Some records
╔══

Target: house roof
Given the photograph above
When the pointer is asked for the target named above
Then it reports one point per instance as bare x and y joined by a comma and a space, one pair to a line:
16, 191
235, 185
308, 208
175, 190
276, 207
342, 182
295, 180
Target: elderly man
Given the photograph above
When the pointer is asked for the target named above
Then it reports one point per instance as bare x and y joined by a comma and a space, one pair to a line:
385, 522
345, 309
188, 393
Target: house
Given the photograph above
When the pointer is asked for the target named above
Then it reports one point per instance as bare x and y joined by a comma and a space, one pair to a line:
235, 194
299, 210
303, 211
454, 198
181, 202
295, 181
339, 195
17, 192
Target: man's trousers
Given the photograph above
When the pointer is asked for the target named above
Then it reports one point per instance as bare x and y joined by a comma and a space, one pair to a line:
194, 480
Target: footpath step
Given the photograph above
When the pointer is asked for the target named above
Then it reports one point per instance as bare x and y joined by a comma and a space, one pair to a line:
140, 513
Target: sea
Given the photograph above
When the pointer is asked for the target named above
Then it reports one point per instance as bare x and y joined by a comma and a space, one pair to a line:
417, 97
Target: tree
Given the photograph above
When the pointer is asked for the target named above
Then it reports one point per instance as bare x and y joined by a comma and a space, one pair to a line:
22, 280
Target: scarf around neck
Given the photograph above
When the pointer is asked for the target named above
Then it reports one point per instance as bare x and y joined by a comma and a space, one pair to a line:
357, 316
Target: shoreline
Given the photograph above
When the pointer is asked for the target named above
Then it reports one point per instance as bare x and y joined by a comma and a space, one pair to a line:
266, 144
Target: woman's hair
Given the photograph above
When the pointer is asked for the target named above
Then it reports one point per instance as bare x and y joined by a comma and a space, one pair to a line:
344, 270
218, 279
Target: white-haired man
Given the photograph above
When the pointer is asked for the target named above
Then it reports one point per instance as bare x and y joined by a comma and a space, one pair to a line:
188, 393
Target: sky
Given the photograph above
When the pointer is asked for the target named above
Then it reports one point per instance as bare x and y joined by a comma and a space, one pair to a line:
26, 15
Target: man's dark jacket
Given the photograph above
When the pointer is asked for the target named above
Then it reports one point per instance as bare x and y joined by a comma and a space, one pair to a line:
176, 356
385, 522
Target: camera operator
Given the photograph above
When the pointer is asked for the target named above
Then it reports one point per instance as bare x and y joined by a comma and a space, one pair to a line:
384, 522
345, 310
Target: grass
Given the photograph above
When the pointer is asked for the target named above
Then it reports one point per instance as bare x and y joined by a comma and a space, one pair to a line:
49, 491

╚══

▶ **PROBLEM DESCRIPTION**: Turn every line of the records above into a Markdown table with two columns, Row and Line. Number the rows in order, put each line in the Line column, and leave out any blank lines.

▶ **ANSWER FOR THE TASK**:
| Row | Line |
|---|---|
| 1 | Target: house roof |
| 2 | Given the photograph above |
| 3 | When the pointer is asked for the target named above |
| 4 | Then it reports one point per instance as bare x and y joined by a comma and a space, one pair to a line: |
| 5 | 16, 191 |
| 6 | 235, 185 |
| 7 | 308, 208 |
| 8 | 175, 190 |
| 9 | 276, 207 |
| 10 | 342, 182 |
| 11 | 295, 180 |
| 12 | Target: elderly man |
| 13 | Given the photograph above |
| 14 | When the pointer is asked for the target named above |
| 15 | Then it reports one point per instance as bare x and y joined by a comma and a space, one pair to a line: |
| 16 | 385, 522 |
| 17 | 345, 309 |
| 18 | 188, 393 |
| 19 | Target: house |
| 20 | Given the photograph above |
| 21 | When the pointer is asked for the target named above |
| 22 | Then it reports one point per instance as bare x and y joined by a comma and a space, one pair to a line: |
| 23 | 235, 194 |
| 24 | 299, 210 |
| 25 | 303, 211 |
| 26 | 454, 198 |
| 27 | 181, 202 |
| 28 | 295, 181 |
| 29 | 339, 195 |
| 30 | 17, 192 |
| 31 | Target: man's trousers |
| 32 | Given the photograph above |
| 33 | When the pointer is asked for the target named above |
| 34 | Then it reports one point per instance as bare x and y joined by a comma and a space, one pair to a line: |
| 35 | 194, 480 |
| 36 | Target: footpath step |
| 37 | Given the photograph above |
| 38 | When the pointer is asked for the target named above |
| 39 | Then it reports one point per instance as bare x and y joined by a comma and a space, one pair to a line: |
| 40 | 140, 513 |
| 41 | Target: sea |
| 42 | Given the photograph above |
| 43 | When the pointer is asked for the target named above |
| 44 | Then it reports one point per instance as bare x and y joined by a comma and a space, one pair to a line: |
| 45 | 417, 97 |
| 46 | Target: tree |
| 47 | Given the photograph above |
| 48 | When the pointer is asked for the target named above |
| 49 | Then it reports one point per instance as bare x and y joined by a comma and a space, one pair to a line: |
| 50 | 22, 280 |
| 51 | Target: scarf around neck |
| 52 | Given the photograph above |
| 53 | When the pointer is asked for the target named above |
| 54 | Then it reports one point per instance as bare x and y joined by a comma and a space, one pair to a line: |
| 55 | 357, 316 |
| 56 | Target: shoreline |
| 57 | Given the photograph above |
| 58 | When the pointer is asked for the target named above |
| 59 | Then it reports one point per instance as bare x and y joined by a comma and a space, one pair to a line: |
| 60 | 266, 144 |
| 61 | Target: woman's hair |
| 62 | Given the photograph above |
| 63 | When the pointer is asked for the target named above |
| 64 | Then it reports one point per instance as bare x and y joined by a comma and a space, one pair to a line: |
| 65 | 344, 270 |
| 66 | 218, 279 |
| 67 | Target: white-haired man |
| 68 | Given the photograph above |
| 69 | When the pointer is asked for the target named above |
| 70 | Then it reports one point per instance as bare x and y joined by a comma and a space, one pair to a line: |
| 71 | 188, 393 |
| 72 | Target: sky |
| 73 | Given the photograph above |
| 74 | When the pointer is asked for the target named above |
| 75 | Then it reports one point per instance as bare x and y joined by a comma and a space, one pair to a line: |
| 76 | 26, 15 |
| 77 | Target: man's dark jacket |
| 78 | Given the photograph above |
| 79 | When the pointer is asked for the target named above |
| 80 | Then it reports one point per instance as bare x and y joined by a comma and a space, one pair to a line: |
| 81 | 176, 356 |
| 82 | 385, 522 |
| 83 | Target: camera operator |
| 84 | Given the photograph above |
| 85 | When the pointer is asked for the target named above |
| 86 | Then it reports one point per instance as bare x and y joined by a comma and a space, one pair to a line: |
| 87 | 384, 522 |
| 88 | 345, 310 |
| 89 | Target: grass |
| 90 | Given the photograph above |
| 91 | When the pointer is asked for the target named above |
| 92 | Then it reports one point per instance as bare x and y joined by a comma and a space, one pair to a line: |
| 93 | 49, 491 |